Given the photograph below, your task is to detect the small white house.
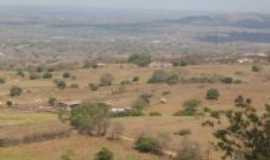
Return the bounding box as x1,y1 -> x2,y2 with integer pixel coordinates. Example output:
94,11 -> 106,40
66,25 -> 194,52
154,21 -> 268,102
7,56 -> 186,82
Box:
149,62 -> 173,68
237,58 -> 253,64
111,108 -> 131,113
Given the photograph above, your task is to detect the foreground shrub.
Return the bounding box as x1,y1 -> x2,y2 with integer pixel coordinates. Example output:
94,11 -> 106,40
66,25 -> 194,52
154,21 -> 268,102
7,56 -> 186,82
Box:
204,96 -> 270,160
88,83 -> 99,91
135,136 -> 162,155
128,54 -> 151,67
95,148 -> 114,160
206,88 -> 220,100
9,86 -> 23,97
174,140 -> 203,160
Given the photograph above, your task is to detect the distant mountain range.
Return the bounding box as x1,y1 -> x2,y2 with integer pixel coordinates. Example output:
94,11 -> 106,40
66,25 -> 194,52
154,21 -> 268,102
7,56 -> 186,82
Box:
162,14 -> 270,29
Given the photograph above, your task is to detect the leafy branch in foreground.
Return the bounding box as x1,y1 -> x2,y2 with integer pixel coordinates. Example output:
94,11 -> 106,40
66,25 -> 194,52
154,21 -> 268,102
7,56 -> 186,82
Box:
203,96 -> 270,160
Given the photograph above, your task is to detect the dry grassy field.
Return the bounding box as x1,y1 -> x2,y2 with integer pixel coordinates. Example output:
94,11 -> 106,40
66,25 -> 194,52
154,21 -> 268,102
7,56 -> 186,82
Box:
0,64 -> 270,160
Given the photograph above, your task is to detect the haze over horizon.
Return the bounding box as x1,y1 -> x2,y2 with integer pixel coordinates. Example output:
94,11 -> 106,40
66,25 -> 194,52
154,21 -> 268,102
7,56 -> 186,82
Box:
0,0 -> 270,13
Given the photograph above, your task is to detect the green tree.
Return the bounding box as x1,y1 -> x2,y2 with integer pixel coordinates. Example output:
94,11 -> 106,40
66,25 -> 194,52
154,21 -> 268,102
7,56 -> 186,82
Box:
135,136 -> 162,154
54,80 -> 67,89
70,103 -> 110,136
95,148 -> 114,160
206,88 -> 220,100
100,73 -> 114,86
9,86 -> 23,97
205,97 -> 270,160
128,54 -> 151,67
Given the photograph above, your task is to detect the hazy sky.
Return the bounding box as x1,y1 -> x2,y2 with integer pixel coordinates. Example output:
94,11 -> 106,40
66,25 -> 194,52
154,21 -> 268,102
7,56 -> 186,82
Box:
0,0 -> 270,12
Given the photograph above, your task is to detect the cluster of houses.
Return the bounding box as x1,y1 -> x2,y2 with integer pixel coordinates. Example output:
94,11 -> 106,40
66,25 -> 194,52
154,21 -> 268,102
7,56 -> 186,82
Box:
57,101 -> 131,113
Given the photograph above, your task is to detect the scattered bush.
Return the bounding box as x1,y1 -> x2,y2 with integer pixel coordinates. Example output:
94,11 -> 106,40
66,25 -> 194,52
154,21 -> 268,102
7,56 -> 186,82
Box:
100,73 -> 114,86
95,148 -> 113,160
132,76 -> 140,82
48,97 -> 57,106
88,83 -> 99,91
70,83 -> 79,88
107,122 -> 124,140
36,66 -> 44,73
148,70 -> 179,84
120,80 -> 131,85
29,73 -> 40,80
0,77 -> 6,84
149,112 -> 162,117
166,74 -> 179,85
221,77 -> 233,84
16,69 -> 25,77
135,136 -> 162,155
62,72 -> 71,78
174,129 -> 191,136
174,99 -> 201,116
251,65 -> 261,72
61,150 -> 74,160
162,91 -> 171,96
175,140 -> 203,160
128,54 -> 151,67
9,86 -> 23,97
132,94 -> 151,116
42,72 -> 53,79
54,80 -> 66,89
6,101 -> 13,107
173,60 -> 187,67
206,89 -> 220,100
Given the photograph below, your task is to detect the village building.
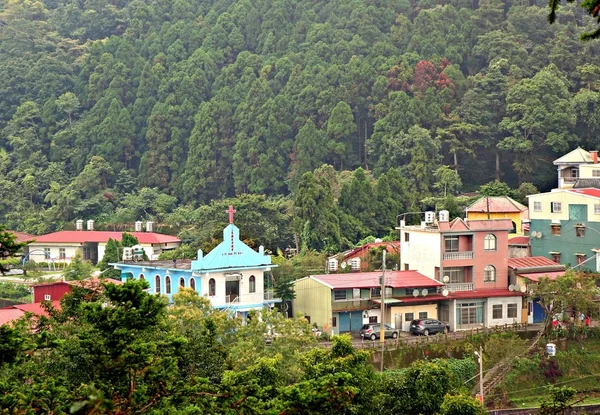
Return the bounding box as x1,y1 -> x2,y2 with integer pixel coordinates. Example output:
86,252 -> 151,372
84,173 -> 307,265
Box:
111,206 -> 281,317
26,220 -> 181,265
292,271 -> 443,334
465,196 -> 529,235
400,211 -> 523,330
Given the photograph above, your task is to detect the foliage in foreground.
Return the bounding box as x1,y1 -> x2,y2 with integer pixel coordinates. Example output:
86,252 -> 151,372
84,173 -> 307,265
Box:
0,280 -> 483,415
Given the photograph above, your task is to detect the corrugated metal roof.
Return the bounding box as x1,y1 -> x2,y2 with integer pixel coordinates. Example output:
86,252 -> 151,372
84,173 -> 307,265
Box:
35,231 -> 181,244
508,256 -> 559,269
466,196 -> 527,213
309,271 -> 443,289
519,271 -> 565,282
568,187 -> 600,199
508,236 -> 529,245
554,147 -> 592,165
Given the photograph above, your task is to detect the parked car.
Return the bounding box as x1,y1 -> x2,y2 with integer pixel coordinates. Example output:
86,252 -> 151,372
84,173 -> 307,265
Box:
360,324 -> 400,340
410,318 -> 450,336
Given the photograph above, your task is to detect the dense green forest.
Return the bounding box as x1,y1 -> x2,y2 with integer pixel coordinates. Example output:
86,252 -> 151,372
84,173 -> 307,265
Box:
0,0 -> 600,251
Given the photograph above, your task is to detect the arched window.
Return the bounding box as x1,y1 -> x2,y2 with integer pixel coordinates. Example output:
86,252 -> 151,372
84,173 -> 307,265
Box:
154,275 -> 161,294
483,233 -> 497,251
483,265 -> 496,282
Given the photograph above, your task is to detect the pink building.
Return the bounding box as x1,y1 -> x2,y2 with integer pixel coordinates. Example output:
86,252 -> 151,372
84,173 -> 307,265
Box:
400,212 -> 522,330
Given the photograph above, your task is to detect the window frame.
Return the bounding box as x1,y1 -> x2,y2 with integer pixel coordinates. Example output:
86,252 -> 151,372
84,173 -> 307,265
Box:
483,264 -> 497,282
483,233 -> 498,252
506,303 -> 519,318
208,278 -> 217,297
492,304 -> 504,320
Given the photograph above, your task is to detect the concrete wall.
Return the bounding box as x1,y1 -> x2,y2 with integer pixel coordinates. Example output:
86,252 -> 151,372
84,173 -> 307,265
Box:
- - - -
[TASK GOAL] Copy every one of the records above word for word, omitting the pictures.

[RESULT BELOW]
Given the photograph below, your task is to detect the small white house.
Return the bounding box as x1,y1 -> x2,y2 with integer pixel coordinates. Example output:
94,11 -> 106,40
66,25 -> 194,52
154,21 -> 268,102
7,56 -> 186,82
Box:
149,62 -> 173,68
237,58 -> 253,64
111,108 -> 131,113
Given the photograph above, your task is to detect the foreground shrub.
Return the bounding box as x1,y1 -> x2,y2 with integer pixel coordinates. Example output:
94,11 -> 106,40
66,25 -> 194,52
154,21 -> 268,102
7,56 -> 186,82
Box:
204,96 -> 270,160
88,83 -> 99,91
135,136 -> 162,155
128,54 -> 151,67
95,148 -> 114,160
206,88 -> 220,100
9,86 -> 23,97
174,140 -> 203,160
Given the photograph above, your task is to detect the distant mountain range.
Return the bounding box as x1,y1 -> x2,y2 with integer pixel coordinates. Example output:
94,11 -> 106,40
66,25 -> 194,52
154,21 -> 268,102
7,56 -> 186,82
Box:
162,14 -> 270,29
Given the photograph above, your task is to detect the leafy branch in foreground.
Return the bounding box as x1,y1 -> x2,y2 with integer pixel coordinates. Example output:
94,11 -> 106,40
66,25 -> 194,52
154,21 -> 268,102
7,56 -> 186,82
Box:
203,96 -> 270,160
Given the photograph above, your task is to detect the dry grassy field.
Return the bounding box as x1,y1 -> x2,y2 with integer pixel coordinates. Example output:
94,11 -> 106,40
66,25 -> 194,52
154,21 -> 268,102
7,56 -> 186,82
Box:
0,64 -> 270,160
Given the photograph above, your task is to detect the haze over horizon.
Return the bounding box as x1,y1 -> x2,y2 with integer pixel coordinates. Example output:
94,11 -> 106,40
66,25 -> 194,52
154,21 -> 268,102
7,56 -> 186,82
Box:
0,0 -> 270,13
Given the photograph above, your task is to detect the green tree.
Return the bounding box as x1,y1 -> x2,y2 with integer pixel coordinates. Example output:
94,11 -> 106,40
66,25 -> 194,52
154,21 -> 268,102
7,56 -> 186,82
Box:
135,136 -> 162,154
54,80 -> 67,89
70,103 -> 110,136
95,148 -> 114,160
206,88 -> 220,100
100,73 -> 114,86
9,86 -> 23,97
205,97 -> 270,160
128,54 -> 151,67
Given the photograph above, your task is to detect the hazy sky.
Return the bounding box as x1,y1 -> x2,y2 with integer pixel coordinates. Example output:
94,11 -> 106,40
66,25 -> 194,52
154,21 -> 268,102
7,56 -> 186,82
Box:
0,0 -> 270,12
Given the photograph above, your task is to detect the cluster of houses.
Return the bounding box as x1,y1 -> x2,y2 with integer pixel coordinates. Example output:
94,11 -> 106,40
66,25 -> 194,52
154,21 -> 268,102
7,56 -> 186,82
Box:
57,101 -> 131,113
Given the photograph above, your task is to detect the scattered bush.
Return the bounding box as x1,y1 -> x2,y2 with integer pixel coordinates. Example output:
94,11 -> 106,40
66,25 -> 194,52
154,21 -> 268,102
7,56 -> 186,82
Box:
100,73 -> 114,86
95,148 -> 113,160
132,76 -> 140,82
48,97 -> 57,106
88,83 -> 99,91
70,83 -> 79,88
107,122 -> 124,140
36,66 -> 44,73
148,70 -> 179,84
120,80 -> 131,85
29,73 -> 40,80
0,77 -> 6,84
149,112 -> 162,117
166,74 -> 179,85
221,77 -> 233,84
16,69 -> 25,77
135,136 -> 162,155
62,72 -> 71,78
174,129 -> 191,136
174,99 -> 201,116
251,65 -> 261,72
61,150 -> 74,160
162,91 -> 171,96
175,140 -> 203,160
128,54 -> 151,67
9,86 -> 23,97
132,94 -> 151,116
42,72 -> 53,79
54,80 -> 66,89
6,101 -> 13,107
173,60 -> 187,67
206,89 -> 220,100
Given the photograph below, your task is to detect the village building.
Return the bounding box as x1,y1 -> x2,y2 with integer pixel coordinates. Example output:
86,252 -> 151,372
84,173 -> 307,265
Box:
111,206 -> 281,317
26,220 -> 181,265
292,271 -> 443,334
465,196 -> 529,235
400,211 -> 523,330
Given the photograph above, your task is to detect the foliage in foreground.
Return the bounding box as x1,y1 -> x2,y2 with integer pixel coordinates. Example output:
86,252 -> 151,372
84,173 -> 307,265
Box:
0,280 -> 483,415
Given the photograph above, your task is to detect the corrugated metal roof.
Return the bounding box as x1,y1 -> x2,y2 with integer pixel coordinates. Example output:
86,252 -> 151,372
84,173 -> 307,265
Box:
35,231 -> 181,244
508,256 -> 559,269
466,196 -> 527,213
309,271 -> 443,289
519,271 -> 565,282
568,187 -> 600,199
508,236 -> 529,245
554,147 -> 592,165
Given the photograph above, your task is to detect the parked car.
Return the bounding box as x1,y1 -> x2,y2 with integer pixel coordinates. Example output:
86,252 -> 151,372
84,173 -> 307,265
Box:
360,324 -> 400,340
410,318 -> 450,336
Given the photograph above, your task is to detect the dense green forest.
Return the bounding box as x1,y1 -> x2,y2 with integer pixel coordinates. Example output:
86,252 -> 151,372
84,173 -> 307,265
Box:
0,0 -> 600,251
Given the photograph above, your task is to detect the arched window.
Return the bounding box as x1,y1 -> x2,y2 with integer pixel coordinates. Example output:
86,252 -> 151,372
84,173 -> 307,265
Box:
154,275 -> 161,294
483,233 -> 497,251
483,265 -> 496,282
Given the photograph above, your task is to detect the pink building.
Return the bounding box as x1,y1 -> x2,y2 with integer pixel coordinates. Example output:
86,252 -> 151,372
84,173 -> 307,265
Box:
400,212 -> 522,330
Given the photograph above, your task is to detect the window frame.
Return the bounding box as x1,y1 -> x2,y2 with integer pixel coordinates. Example output:
86,252 -> 151,372
84,173 -> 307,265
Box:
483,264 -> 497,282
483,233 -> 498,252
506,303 -> 519,318
208,278 -> 217,297
492,304 -> 504,320
Given the photograph above, your task is to detect the concrete wall.
Return the bounding box as x1,y1 -> x2,y2 with integer pixel coordinates. Example output:
86,252 -> 151,372
84,173 -> 307,265
Box:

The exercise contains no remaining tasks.